• _PASSAGE TO READ_:
↓

Also, is there some way to attribute a solved thread to a specific person? So far I've been unable (to even search) to find a method to say that "this person's" reply was the one that answered my question. And at which point it would be the reply stated directly below the OP's question.
Many other forums practice this same method.

I love this forum and the people on it since it has helped me countless times with my coding, but I think there are some changes that could take place in formatting that would make things much cleaner and more professional. I personally love the format of SolidWork's Forums:

SolidWorksCorrect.jpg
https://forum.solidworks.com/thread/43655

Notice the correct answer being chosen by the OP has been shown in his original post and I also like the indenting for replies. It's ever so slightly as to not waste a ton of space, but easy enough to tell who is replying to whom. 
And sorry for adding this to this thread (I think I'll just make a new one somewhere), but it seemed somewhat relevant to the banters taking place. :D

----------


## arlu1201

> No comment



SNB,

You are talking about 2 different competitions.

----------


## Kyle123

> Also, is there some way to attribute a solved thread to a specific person?



Hmm I'm not really a fan of this either, frequently there several solutions posted to the question, who is best placed to rate the answer? I've seen posts on both SO and EE credited as answers when there are far better alternatives listed. Just because the OP marks a post as being the correct answer, this does not mean it is the best solution.

There are many ways to skin a cat and it should be encouraged for people to post their own take on a particular scenario.

----------


## Phoenix5794

> Hmm I'm not really a fan of this either, frequently there several solutions posted to the question, who is best placed to rate the answer? I've seen posts on both SO and EE credited as answers when there are far better alternatives listed. Just because the OP marks a post as being the correct answer, this does not mean it is the best solution.
> 
> There are many ways to skin a cat and it should be encouraged for people to post their own take on a particular scenario.



Then perhaps there could be a system to differentiate between the numerous 'answers', regardless of whether or not they are the 'best' answer.
When I'm searching through this SolidWorks forum, for instance, it helps me to know which ones have a solution (whether best or not) and to find a solution easily.
Often times I'm sifting through pages and pages of threads without finding a hint of an answer.
Now of course this is in regards to something much more specific because coding is far more complex than a UI error in SolidWorks, but I think there could still be some way to alleviate the searching function of the server.

----------


## romperstomper

> I've seen posts on both SO and EE credited as answers when there are far better alternatives listed.



I'd agree that nothing will work 100% of the time but I don't see that means you should skip something that works most of the time. IMO if you are going to have a mark solved facility, it ought to be by choosing one or more answers. Of course, without points and money at stake, or cleanup volunteers, I'm not sure either works terribly well.

----------


## Kyle123

I agree that if you're going to have a SOLVED status then choosing answer/s probably works the best, however the purpose/design of those sites differs somewhat from this, I'd argue that SO actively discourages discussion based on it's format, though I like that better answers can be distinguished from the amount of up-votes awarded by the community regardless of them being marked correct, similarly I like that multiple solutions can be marked as answers on EE.

↑

• _SUPPLIED ENTRIES_:
↓

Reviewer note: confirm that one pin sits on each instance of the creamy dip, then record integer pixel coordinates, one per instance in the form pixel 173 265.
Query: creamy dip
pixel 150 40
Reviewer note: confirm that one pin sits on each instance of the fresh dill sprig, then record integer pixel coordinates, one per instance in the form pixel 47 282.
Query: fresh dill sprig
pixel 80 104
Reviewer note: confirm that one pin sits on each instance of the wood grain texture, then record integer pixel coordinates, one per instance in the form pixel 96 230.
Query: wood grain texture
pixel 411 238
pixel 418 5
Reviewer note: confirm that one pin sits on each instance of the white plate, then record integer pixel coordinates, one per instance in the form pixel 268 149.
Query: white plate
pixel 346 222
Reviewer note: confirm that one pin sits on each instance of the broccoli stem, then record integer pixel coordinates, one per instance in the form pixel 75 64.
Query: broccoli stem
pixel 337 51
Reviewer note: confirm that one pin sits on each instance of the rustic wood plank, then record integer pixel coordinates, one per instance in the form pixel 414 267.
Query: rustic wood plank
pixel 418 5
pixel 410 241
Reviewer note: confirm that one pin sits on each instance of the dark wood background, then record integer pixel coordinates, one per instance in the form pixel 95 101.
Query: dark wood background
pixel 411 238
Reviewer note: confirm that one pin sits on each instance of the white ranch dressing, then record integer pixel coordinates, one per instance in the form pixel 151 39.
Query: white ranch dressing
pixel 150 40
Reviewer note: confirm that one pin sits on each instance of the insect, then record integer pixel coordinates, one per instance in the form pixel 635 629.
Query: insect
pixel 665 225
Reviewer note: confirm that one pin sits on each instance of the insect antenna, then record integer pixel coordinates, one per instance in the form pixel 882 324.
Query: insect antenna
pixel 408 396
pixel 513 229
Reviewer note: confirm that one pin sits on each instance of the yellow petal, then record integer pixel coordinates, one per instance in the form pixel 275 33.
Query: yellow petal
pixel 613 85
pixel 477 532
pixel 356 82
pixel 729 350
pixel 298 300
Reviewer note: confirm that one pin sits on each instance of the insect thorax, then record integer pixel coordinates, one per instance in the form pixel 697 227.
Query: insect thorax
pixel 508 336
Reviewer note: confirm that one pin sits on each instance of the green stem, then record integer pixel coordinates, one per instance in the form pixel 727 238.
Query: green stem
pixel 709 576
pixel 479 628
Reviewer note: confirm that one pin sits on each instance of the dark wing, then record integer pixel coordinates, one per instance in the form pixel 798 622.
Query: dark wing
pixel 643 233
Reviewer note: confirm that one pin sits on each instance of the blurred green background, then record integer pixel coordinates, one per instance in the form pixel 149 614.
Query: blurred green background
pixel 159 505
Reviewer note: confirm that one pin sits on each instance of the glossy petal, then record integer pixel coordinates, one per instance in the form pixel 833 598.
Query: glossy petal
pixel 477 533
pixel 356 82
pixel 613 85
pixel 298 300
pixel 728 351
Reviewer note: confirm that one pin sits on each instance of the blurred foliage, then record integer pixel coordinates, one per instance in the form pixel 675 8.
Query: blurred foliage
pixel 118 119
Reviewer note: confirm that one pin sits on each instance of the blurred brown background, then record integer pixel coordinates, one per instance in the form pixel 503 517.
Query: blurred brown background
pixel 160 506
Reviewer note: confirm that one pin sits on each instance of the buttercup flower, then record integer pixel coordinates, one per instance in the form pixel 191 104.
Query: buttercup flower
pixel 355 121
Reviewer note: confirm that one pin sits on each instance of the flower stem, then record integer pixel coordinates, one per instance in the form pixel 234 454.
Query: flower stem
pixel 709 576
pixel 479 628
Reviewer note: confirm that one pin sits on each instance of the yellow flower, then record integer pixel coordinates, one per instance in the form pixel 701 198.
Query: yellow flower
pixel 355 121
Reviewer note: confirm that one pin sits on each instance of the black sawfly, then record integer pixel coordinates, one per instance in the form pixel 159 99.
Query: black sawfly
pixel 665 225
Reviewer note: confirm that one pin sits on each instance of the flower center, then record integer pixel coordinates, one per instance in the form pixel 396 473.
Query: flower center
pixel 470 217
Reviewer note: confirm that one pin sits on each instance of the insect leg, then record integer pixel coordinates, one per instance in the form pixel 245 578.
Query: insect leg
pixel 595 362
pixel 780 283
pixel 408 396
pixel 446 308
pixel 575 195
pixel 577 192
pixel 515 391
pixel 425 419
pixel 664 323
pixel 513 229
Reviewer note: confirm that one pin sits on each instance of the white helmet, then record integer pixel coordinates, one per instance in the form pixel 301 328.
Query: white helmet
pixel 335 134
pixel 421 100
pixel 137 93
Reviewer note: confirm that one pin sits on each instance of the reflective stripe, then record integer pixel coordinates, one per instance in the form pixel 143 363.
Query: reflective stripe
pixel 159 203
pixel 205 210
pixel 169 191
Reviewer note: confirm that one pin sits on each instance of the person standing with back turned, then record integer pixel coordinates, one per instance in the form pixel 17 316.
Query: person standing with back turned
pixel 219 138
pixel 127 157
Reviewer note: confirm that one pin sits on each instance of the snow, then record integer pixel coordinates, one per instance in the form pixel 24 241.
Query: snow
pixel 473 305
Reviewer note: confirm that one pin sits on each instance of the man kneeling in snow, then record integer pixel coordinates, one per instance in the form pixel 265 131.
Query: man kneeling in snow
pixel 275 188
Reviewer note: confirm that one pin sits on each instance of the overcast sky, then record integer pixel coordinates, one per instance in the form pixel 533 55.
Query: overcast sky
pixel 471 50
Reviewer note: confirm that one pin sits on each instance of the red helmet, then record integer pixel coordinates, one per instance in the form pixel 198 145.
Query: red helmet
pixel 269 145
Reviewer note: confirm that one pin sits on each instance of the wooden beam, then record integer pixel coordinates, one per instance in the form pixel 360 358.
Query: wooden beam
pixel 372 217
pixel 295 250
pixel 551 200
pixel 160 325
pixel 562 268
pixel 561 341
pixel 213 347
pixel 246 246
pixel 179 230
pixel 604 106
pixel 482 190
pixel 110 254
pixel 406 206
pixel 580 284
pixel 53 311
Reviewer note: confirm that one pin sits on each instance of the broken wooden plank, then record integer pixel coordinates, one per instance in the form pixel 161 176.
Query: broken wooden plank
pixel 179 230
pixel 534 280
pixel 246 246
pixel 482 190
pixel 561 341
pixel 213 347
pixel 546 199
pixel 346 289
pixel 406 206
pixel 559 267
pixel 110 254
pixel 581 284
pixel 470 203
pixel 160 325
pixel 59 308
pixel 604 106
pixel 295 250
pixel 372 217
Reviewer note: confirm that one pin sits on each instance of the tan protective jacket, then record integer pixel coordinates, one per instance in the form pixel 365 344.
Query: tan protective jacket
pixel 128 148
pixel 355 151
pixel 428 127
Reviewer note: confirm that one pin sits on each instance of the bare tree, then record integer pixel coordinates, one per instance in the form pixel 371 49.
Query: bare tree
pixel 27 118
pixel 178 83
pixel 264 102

↑

• _LIST OF TASKS_:
(1) Write out the part of the forum thread between "I'd agree that" and "answers on EE.", inclusive, word for word.
(2) In the forum thread, what does Kyle123 say he likes about EE?
(3) Decide whether each statement agrees with the forum thread, and back each yes or no with the deciding words quoted from it. (a) The writer of the first post likes the indenting for replies in the SolidWorks forums. (b) romperstomper thinks a mark-solved facility should allow only a single answer to be chosen. (c) Kyle123 says SO actively encourages discussion through its format.
Rely only on the forum thread to respond; the material plays no part.

• _ANSWERS IN ORDER_:
(1)
I'd agree that nothing will work 100% of the time but I don't see that means you should skip something that works most of the time. IMO if you are going to have a mark solved facility, it ought to be by choosing one or more answers. Of course, without points and money at stake, or cleanup volunteers, I'm not sure either works terribly well.

----------


## Kyle123

I agree that if you're going to have a SOLVED status then choosing answer/s probably works the best, however the purpose/design of those sites differs somewhat from this, I'd argue that SO actively discourages discussion based on it's format, though I like that better answers can be distinguished from the amount of up-votes awarded by the community regardless of them being marked correct, similarly I like that multiple solutions can be marked as answers on EE.

(2) He likes that multiple solutions can be marked as answers on EE.

(3)
(a) Yes: "I also like the indenting for replies."
(b) No: "it ought to be by choosing one or more answers."
(c) No: "I'd argue that SO actively discourages discussion based on it's format"